**QUOTED PASSAGE:**
::::

I’m going to begin this post by pondering a deep philosophical conundrum (hopefully, you will find some method in my rambling madness as you read on): I want to discuss the meaning of meaning.
Ludwig Wittgenstein begins the Philosophical Investigations (1953), perhaps one of the greatest works of 20th Century philosophy, by quoting Saint Augustine:
When they (my elders) named some object, and accordingly moved towards something, I saw this and I grasped that the thing was called by the sound they uttered when they meant to point it out. Their intention was shewn by their bodily movements . . . I gradually learnt to understand what objects they signified; and after I had trained my mouth to form these signs, I used them to express my own desires.
— Confessions (397 CE), I.8
Wittgenstein uses it to illustrate a simple model of language where words are defined ostensively i.e. by pointing. The method is, arguably, highly effective when we wish to define nouns or proper names. However, Wittgenstein contends, there are problems even here.
If I hold up (say) a pencil and point to it and say pencil out loud, what inference would an observer draw from my action and utterance?
They might well infer that the object I was holding up was called a pencil. But is this the only inference that a reasonable observer could legitimately draw?
The answer is a most definite no! The word pencil could, as far as the observer could tell from this single instance, mean any one of the following: object made of wood; writing implement; stick sharpened at one end; piece of wood with a central core made of another material; piece of wood painted silver; object that uses graphite to make marks, thin cylindrical object, object with a circular or hexagonal cross-section . . . and many more.
The important point is that one is not enough. It will take many repeated instances of pointing at a range of different pencil-objects (and perhaps not-pencil-objects too) before we and the observer can be reasonably secure that she has correctly inferred the correct definition of pencil.
If defining even a simple noun is fraught with philosophical difficulties, what hope is there for communicating more complicated concepts?
Siegfried Engelmann suggests that philosopher John Stuart Mill provided a blueprint for instruction when he framed formal rules of inductive inference in A System of Logic (1843). Mill developed these rules to aid scientific investigation, but Engelmann argues strongly for their utility in the field of education and instruction. In particular, they show “how examples could be selected and arranged to form an example set that generates only one inference, the one the teacher intends to teach.” [Could John Stuart Mill Have Saved Our Schools? (2011) Kindle edition, location 216, emphasis added].
Engelmann identifies five principles from Mill that he believes are invaluable to the educator. These, he suggests, will tell the educator:
how to arrange examples so that they rule out inappropriate inferences, how to show the acceptable range of variation in examples, and how to induce understanding of patterns and the possible effects of one pattern on another. [loc 223, emphasis added]
Engelmann considers Mill’s Method of Agreement first. (We will look at the other four principles in later posts.)
Mill states his Method of Agreement as follows:
If two or more instances of the phenomenon under investigation have only one circumstance in common, the circumstance in which alone all the instances agree, is the cause (or effect) of the given phenomenon.

::::

**MATERIAL PROVIDED:**
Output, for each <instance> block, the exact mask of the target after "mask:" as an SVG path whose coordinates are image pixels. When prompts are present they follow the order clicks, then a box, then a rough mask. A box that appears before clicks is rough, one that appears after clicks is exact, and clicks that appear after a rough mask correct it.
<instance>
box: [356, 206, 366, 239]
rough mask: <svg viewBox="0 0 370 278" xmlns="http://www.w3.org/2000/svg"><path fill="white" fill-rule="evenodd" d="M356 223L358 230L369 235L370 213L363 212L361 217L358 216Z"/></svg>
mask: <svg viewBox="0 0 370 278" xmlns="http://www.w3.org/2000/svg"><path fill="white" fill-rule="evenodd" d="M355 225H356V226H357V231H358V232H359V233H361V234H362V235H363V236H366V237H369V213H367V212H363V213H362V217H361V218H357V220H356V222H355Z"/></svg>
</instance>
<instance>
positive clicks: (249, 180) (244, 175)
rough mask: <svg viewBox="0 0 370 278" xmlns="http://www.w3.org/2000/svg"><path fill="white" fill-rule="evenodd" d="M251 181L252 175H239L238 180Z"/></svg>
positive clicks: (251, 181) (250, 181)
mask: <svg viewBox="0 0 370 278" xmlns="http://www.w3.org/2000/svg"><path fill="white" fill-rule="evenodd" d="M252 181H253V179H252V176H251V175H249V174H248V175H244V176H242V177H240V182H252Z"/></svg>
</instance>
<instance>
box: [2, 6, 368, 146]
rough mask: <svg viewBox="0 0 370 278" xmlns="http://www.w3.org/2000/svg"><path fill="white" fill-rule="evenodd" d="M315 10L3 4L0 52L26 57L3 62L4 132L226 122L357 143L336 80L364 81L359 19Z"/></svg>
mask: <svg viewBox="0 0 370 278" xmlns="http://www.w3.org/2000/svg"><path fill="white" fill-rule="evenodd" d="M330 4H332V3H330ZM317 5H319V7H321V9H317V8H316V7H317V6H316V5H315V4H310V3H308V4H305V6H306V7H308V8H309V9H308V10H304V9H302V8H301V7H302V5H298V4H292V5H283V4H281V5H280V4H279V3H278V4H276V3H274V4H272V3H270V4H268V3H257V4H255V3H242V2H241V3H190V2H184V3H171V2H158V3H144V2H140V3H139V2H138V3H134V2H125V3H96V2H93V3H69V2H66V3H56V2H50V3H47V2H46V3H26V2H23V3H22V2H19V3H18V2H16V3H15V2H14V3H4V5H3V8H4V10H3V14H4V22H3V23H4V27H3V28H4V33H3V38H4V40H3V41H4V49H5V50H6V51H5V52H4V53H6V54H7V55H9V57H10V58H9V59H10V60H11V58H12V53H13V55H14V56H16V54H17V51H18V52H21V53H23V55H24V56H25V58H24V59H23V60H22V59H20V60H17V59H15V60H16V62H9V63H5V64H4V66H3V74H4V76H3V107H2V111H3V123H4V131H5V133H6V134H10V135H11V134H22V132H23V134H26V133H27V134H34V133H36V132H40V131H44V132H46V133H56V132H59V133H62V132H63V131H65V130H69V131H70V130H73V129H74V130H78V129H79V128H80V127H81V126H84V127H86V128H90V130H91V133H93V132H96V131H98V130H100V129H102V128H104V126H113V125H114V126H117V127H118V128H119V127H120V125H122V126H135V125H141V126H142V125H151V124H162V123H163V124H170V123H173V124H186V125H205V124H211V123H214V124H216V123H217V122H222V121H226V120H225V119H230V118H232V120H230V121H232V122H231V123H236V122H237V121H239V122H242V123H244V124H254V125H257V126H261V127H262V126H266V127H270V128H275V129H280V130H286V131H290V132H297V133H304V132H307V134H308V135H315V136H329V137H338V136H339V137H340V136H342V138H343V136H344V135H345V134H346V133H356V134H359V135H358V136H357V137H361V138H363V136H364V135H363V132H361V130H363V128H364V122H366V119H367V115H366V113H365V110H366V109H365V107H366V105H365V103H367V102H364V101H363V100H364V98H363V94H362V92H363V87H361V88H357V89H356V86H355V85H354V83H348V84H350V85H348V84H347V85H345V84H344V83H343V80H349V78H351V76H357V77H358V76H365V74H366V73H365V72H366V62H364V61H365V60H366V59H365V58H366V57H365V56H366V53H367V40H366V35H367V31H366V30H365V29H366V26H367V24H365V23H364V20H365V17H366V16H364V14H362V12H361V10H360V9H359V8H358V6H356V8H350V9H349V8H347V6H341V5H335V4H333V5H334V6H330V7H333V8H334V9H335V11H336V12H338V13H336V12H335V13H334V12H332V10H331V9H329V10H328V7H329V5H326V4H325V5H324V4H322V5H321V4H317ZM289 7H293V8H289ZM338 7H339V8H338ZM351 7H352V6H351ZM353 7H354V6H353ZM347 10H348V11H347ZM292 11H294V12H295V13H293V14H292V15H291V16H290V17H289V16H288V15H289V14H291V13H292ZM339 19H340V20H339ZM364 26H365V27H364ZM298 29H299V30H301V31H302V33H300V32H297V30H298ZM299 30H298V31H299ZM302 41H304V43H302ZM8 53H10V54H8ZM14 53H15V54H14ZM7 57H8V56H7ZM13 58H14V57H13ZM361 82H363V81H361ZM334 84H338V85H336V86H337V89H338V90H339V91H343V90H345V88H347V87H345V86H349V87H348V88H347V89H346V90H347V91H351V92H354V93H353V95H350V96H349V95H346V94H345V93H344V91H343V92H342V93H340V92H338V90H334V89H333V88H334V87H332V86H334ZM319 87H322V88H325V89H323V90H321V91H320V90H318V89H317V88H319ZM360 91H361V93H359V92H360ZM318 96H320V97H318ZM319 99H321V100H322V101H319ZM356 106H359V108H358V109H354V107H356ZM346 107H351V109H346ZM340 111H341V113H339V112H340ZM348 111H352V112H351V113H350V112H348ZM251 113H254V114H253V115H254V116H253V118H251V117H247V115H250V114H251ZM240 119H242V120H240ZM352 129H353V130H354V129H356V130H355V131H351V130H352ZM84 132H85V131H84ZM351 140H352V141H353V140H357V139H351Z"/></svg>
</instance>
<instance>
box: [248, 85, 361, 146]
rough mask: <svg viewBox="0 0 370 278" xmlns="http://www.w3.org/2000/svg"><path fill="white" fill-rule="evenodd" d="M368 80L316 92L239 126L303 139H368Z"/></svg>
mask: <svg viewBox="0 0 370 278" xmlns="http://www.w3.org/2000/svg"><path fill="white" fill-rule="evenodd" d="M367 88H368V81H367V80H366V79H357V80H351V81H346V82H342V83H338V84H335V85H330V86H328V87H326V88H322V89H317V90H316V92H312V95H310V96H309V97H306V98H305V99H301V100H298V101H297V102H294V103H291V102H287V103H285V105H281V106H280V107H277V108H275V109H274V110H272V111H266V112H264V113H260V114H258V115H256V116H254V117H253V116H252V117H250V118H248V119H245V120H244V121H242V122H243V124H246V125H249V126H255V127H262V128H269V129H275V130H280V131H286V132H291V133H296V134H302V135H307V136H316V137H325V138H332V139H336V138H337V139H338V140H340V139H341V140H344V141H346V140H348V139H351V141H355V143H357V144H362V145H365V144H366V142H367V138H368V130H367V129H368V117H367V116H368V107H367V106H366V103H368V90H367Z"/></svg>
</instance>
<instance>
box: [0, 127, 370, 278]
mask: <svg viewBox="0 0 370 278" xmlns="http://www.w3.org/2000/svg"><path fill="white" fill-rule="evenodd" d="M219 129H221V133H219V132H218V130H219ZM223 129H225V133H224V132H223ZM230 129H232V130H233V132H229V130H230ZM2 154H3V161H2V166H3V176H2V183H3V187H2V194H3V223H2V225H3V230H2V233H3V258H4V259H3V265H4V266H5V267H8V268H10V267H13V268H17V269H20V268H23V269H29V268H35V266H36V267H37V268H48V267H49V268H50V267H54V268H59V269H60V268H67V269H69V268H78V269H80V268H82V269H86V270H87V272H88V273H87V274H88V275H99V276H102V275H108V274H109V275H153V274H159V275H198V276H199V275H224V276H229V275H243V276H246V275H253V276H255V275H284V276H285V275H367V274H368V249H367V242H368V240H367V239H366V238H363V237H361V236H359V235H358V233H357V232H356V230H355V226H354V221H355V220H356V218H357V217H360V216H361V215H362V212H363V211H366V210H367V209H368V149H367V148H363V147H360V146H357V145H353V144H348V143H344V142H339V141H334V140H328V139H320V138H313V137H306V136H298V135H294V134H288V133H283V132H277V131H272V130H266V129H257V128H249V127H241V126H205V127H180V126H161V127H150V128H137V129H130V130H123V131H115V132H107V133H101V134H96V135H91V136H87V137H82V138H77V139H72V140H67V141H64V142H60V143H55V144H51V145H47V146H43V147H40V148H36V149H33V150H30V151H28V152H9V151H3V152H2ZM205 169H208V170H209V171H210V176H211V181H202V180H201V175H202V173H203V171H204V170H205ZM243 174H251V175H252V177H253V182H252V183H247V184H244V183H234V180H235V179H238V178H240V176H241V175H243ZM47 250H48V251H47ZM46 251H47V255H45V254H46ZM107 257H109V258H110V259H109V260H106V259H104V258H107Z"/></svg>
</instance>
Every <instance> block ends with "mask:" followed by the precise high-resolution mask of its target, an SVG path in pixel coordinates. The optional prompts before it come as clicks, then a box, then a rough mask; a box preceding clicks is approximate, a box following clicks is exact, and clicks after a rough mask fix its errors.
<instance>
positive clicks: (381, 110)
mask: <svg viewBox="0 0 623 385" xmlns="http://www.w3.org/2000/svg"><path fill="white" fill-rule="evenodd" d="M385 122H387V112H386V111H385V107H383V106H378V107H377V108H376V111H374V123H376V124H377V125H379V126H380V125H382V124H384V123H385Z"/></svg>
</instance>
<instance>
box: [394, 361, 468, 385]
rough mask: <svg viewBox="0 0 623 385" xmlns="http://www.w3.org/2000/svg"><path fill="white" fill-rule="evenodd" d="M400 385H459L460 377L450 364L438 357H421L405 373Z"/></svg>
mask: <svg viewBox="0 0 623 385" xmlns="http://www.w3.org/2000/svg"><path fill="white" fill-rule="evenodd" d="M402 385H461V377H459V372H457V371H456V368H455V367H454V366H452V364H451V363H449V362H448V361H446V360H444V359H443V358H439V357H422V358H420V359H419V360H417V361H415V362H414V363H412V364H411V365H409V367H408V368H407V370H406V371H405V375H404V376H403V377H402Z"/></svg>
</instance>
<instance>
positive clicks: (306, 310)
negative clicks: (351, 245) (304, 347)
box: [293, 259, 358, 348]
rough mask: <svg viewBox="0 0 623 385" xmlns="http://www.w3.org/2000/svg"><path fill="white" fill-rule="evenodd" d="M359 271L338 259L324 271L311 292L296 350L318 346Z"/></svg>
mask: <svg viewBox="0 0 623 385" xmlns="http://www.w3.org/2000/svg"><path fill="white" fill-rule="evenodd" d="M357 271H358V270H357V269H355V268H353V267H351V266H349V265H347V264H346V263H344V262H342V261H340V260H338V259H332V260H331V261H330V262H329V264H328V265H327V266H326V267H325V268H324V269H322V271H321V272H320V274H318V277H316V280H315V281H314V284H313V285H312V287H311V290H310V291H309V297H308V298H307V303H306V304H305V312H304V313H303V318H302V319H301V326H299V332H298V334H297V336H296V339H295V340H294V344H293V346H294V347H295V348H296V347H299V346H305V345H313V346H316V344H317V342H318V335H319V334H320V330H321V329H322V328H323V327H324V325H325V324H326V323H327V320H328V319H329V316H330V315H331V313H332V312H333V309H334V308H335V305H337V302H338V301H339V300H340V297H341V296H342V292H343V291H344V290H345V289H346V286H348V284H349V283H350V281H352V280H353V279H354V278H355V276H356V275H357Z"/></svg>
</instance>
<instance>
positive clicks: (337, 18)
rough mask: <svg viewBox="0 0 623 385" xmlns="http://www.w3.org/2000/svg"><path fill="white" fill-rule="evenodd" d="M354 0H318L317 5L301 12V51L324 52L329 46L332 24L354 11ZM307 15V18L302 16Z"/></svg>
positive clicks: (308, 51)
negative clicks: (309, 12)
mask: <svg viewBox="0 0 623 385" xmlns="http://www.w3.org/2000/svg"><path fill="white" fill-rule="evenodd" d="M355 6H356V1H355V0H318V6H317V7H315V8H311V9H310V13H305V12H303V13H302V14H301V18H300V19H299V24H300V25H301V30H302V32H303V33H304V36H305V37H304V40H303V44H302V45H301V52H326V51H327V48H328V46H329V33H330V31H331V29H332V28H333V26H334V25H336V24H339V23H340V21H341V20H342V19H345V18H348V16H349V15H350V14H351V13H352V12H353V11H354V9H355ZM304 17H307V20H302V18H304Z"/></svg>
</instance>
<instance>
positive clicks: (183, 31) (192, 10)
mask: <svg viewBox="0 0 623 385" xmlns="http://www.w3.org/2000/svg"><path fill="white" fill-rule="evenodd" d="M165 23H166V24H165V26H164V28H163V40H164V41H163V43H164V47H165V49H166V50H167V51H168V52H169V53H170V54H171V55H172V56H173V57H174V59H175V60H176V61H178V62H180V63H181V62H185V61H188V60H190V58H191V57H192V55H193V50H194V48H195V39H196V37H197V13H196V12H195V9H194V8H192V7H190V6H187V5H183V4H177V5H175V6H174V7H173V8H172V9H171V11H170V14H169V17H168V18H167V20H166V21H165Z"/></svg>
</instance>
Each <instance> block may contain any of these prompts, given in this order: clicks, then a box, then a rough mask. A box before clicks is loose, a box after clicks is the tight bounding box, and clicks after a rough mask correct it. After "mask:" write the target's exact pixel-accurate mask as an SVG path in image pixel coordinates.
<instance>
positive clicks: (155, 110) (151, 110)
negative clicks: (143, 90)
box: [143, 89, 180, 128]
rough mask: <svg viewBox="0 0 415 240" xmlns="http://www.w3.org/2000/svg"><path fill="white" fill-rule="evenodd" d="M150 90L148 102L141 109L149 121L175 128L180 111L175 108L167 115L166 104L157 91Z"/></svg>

::::

**PROBLEM SET:**
- A) Answer these questions from the post on the meaning of meaning:
(i) Which work does Wittgenstein begin by quoting Saint Augustine?
(ii) In which book did Mill frame formal rules of inductive inference?
(iii) Which of Mill's principles does Engelmann consider first?
- B) In the post on the meaning of meaning, copy the passage from "They might well" to "and many more." word for word.

**ANSWERS TO THE EXERCISE:**
- A)
(i) The Philosophical Investigations (1953)
(ii) A System of Logic (1843)
(iii) The Method of Agreement

- B)
They might well infer that the object I was holding up was called a pencil. But is this the only inference that a reasonable observer could legitimately draw?
The answer is a most definite no! The word pencil could, as far as the observer could tell from this single instance, mean any one of the following: object made of wood; writing implement; stick sharpened at one end; piece of wood with a central core made of another material; piece of wood painted silver; object that uses graphite to make marks, thin cylindrical object, object with a circular or hexagonal cross-section . . . and many more.